--- Start ---
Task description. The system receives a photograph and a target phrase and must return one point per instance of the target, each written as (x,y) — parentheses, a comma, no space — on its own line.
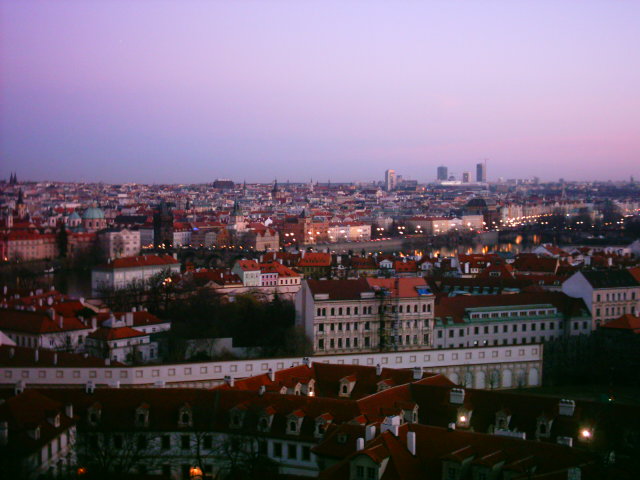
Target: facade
(116,243)
(481,172)
(124,272)
(372,314)
(29,245)
(390,180)
(481,320)
(37,436)
(608,293)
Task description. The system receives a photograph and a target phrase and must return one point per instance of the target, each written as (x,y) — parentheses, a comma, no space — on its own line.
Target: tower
(481,172)
(390,180)
(163,225)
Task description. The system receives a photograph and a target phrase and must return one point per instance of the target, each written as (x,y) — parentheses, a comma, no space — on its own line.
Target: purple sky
(189,91)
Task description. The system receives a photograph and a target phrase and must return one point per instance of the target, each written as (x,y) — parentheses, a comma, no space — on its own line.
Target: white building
(116,243)
(123,272)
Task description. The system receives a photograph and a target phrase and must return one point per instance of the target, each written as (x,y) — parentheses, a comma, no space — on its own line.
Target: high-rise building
(390,180)
(481,172)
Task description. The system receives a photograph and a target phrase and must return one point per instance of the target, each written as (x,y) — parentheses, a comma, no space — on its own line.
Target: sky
(186,91)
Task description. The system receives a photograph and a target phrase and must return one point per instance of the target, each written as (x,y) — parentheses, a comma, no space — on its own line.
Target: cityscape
(292,241)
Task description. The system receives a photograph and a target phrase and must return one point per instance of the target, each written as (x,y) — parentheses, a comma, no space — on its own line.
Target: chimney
(411,442)
(4,432)
(456,396)
(566,407)
(369,432)
(19,387)
(89,387)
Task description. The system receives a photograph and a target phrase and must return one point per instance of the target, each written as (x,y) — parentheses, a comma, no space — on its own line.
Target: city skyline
(122,92)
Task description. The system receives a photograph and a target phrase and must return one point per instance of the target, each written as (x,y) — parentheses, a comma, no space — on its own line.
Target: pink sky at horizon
(182,91)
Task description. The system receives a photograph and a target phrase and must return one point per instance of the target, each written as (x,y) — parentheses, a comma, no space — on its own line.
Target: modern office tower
(481,172)
(390,180)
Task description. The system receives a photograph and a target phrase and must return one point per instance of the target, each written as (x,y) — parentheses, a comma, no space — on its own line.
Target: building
(131,271)
(93,219)
(119,340)
(116,243)
(519,318)
(366,314)
(390,180)
(37,436)
(481,172)
(162,226)
(607,293)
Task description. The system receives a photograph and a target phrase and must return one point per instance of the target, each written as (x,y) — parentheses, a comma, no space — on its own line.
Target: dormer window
--- End ---
▸ **STATED TASK**: Copy every line of the data word for word, omitting the images.

▸ **ANSWER TO THE EXERCISE**:
Task description. The system receives a photograph and a target phrase and must return one point per instance of the target, each written as (x,y) — parentheses, a comma, no space — on its own line.
Target: facade
(116,243)
(481,172)
(124,272)
(372,314)
(29,245)
(390,180)
(481,320)
(37,436)
(608,293)
Task description. The system receives a photograph and a target phrase and must return one point per instance of the target, each written as (x,y) — parentheses, a comma, no space — on its own line.
Target: tower
(481,172)
(390,180)
(163,225)
Task description. The system receives a photograph and a target phrase and must return one point per instance of the target, each written as (x,y) — parentheses, a comma, no space — on its own line.
Target: purple sky
(189,91)
Task description. The system receives a photograph and a target phrase and must return one point per instance of the target, each written as (x,y) — parentheses, a comma, no space — on its own line.
Target: white building
(116,243)
(123,272)
Task description. The system receives a photograph and a target phrase and must return one point per instance of the target, each written as (x,y) — parentheses, a comma, no space — on its own line.
Target: high-rise building
(390,180)
(481,172)
Task description. The system receives a photograph and a target phrase and must return one point per instance of the target, each written as (x,y) — parentheses, a comma, no space — on its own line.
Target: sky
(186,91)
Task description. The system receives a photograph and a target phrase and must return one point per instance of the target, each written as (x,y) — parentheses, a comma, no space — on its own line.
Target: cityscape
(292,241)
Task description. The system receives a photograph and a target phrase and must return one point per instance of the target, each written as (x,y) — parentheses, a comma, no space — on its own line.
Target: chimney
(411,442)
(4,432)
(456,396)
(566,407)
(369,432)
(19,387)
(89,387)
Task description. The system receives a photograph and a target phrase and must return one point per instance of the target, each written as (x,y) — parentheses, a comma, no space — on its own line.
Target: city skyline
(122,92)
Task description. The system receives a photograph and a target phrase and must return one point per instance of the target, each written as (x,y) — parentheses, a comma, no space — on its own line.
Target: pink sky at horizon
(182,91)
Task description. The system receives a photograph and a target phrase and must return one point per instance of the target, each written as (x,y) — parentheses, a comma, no space — on its own line.
Target: modern office tower
(481,172)
(390,180)
Task description. The system receives a photograph and a target phrase and must return one point per instance of the target, each written as (x,y) — parentheses, a comma, no space — on its own line.
Target: building
(131,271)
(93,219)
(119,340)
(116,243)
(519,318)
(366,314)
(390,180)
(37,436)
(481,172)
(162,226)
(607,293)
Task description. The system receives a photograph and a target phrase and must return one point per instance of the target, each written as (x,y) — parentheses, a comma, no space — on its own line.
Target: dormer window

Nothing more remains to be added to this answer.